Given entries —
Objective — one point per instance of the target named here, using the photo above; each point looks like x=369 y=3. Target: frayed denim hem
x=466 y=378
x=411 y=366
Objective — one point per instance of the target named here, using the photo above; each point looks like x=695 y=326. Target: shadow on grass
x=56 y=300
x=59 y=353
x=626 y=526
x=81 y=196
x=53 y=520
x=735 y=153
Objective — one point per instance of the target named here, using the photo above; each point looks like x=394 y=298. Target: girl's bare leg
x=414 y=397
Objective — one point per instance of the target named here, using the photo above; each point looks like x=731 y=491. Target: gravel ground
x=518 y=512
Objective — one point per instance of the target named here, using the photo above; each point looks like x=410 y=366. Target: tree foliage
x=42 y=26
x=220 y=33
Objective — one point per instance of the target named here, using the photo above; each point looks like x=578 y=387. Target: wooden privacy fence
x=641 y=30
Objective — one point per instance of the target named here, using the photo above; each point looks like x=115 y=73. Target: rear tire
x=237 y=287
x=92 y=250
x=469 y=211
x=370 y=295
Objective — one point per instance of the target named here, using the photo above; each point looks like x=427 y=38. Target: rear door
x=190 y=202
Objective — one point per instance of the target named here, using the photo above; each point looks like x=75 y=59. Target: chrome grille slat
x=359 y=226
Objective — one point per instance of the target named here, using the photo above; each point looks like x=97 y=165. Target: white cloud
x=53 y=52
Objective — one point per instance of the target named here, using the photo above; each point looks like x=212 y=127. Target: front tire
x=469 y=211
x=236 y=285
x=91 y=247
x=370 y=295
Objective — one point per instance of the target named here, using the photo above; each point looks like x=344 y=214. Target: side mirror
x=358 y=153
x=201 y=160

Task to complete —
Word for word, give the records again.

Answer to the problem —
Objective — one point per instance of the target named here, using the photo above; each point looks like x=369 y=3. Target: frayed denim hem
x=466 y=378
x=411 y=366
Objective — one point per instance of the target named here, using the photo above; each point looks like x=695 y=326. Target: shadow on grass
x=56 y=300
x=59 y=353
x=626 y=526
x=81 y=196
x=53 y=520
x=735 y=153
Objective — one point per instance of the target named here, using the photo above; each point looks like x=394 y=298. Target: girl's bare leg
x=414 y=397
Objective — one point per instance of the target named here, using the photo above; each point looks like x=731 y=491. Target: gravel ground
x=518 y=512
Objective — one point per instance of the target named here, using the photo above; each point looks like x=410 y=366. Target: tree foliage
x=42 y=26
x=220 y=33
Objective — one point per instance of the target named here, using the photo above; each point looks like x=578 y=387. Target: wooden privacy fence
x=641 y=30
Objective — one point per instance of the target named here, using the photo above; each point looks like x=115 y=73. Target: rear tire
x=237 y=287
x=92 y=250
x=469 y=211
x=370 y=295
Objective — one point per instance of the target named here, using the photo above; each point looks like x=427 y=38. Target: rear door
x=190 y=202
Objective — one point per instance of the target named here, using the photo above; each point looks like x=75 y=59. Target: chrome grille slat
x=359 y=226
Objective — one point per instance of the target named here, using the photo above; each point looks like x=97 y=165. Target: white cloud
x=53 y=52
Objective — one point per instance of the target named here, using the photo above; each point looks like x=212 y=127. Target: front tire
x=469 y=211
x=236 y=285
x=91 y=247
x=370 y=295
Objective — one point per instance of the target named here, using the photo above; each point looks like x=344 y=214. Target: side mirror
x=358 y=153
x=201 y=160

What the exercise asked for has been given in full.